Quarantine will now be the first stateside stop for anyone who’s had contact with Ebola and arrives in the United States through New York City-area airports. The first person confined under the new standard that Gov. Andrew M. Cuomo and Gov. Chris Christie announced Friday is a female health worker who cared for patients in Africa. Even though she reportedly has no symptoms, playing it safe is the right thing to do.
Federal officials should follow our lead.
That’s one obvious lesson they should take from the case of Dr. Craig Spencer, who was stricken with Ebola after treating patients in West Africa. Medical workers returning from the front-lines should be quarantined for the 21 days it takes to ensure they’re disease free.
Volunteers like Dr. Spencer risk their lives fighting the worst Ebola outbreak in history. What they do is noble, courageous and critical.
####################
Instructions for the task = Copy word for word the stretch of the Ebola quarantine piece from "Quarantine will now" through "they’re disease free.".
####################
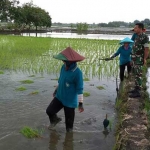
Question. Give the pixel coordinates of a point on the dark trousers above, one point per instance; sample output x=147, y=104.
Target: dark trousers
x=55, y=106
x=122, y=69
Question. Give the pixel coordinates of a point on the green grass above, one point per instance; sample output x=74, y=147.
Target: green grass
x=32, y=76
x=31, y=133
x=34, y=92
x=21, y=88
x=35, y=55
x=86, y=94
x=100, y=87
x=27, y=81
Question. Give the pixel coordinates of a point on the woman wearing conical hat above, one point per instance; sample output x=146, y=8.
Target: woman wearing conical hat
x=69, y=92
x=125, y=56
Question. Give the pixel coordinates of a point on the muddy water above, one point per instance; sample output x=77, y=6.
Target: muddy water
x=21, y=108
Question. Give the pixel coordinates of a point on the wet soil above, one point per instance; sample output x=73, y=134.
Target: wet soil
x=21, y=108
x=133, y=133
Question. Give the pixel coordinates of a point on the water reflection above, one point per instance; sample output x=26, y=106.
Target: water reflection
x=68, y=142
x=55, y=138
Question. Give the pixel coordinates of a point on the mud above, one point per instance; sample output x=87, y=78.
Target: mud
x=21, y=108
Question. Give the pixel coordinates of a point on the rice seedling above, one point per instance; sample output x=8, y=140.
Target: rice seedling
x=27, y=81
x=34, y=92
x=86, y=94
x=35, y=55
x=31, y=133
x=32, y=76
x=21, y=88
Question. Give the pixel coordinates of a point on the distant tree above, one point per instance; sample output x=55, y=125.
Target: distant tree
x=6, y=9
x=29, y=15
x=82, y=28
####################
Output of the exercise =
Quarantine will now be the first stateside stop for anyone who’s had contact with Ebola and arrives in the United States through New York City-area airports. The first person confined under the new standard that Gov. Andrew M. Cuomo and Gov. Chris Christie announced Friday is a female health worker who cared for patients in Africa. Even though she reportedly has no symptoms, playing it safe is the right thing to do.
Federal officials should follow our lead.
That’s one obvious lesson they should take from the case of Dr. Craig Spencer, who was stricken with Ebola after treating patients in West Africa. Medical workers returning from the front-lines should be quarantined for the 21 days it takes to ensure they’re disease free.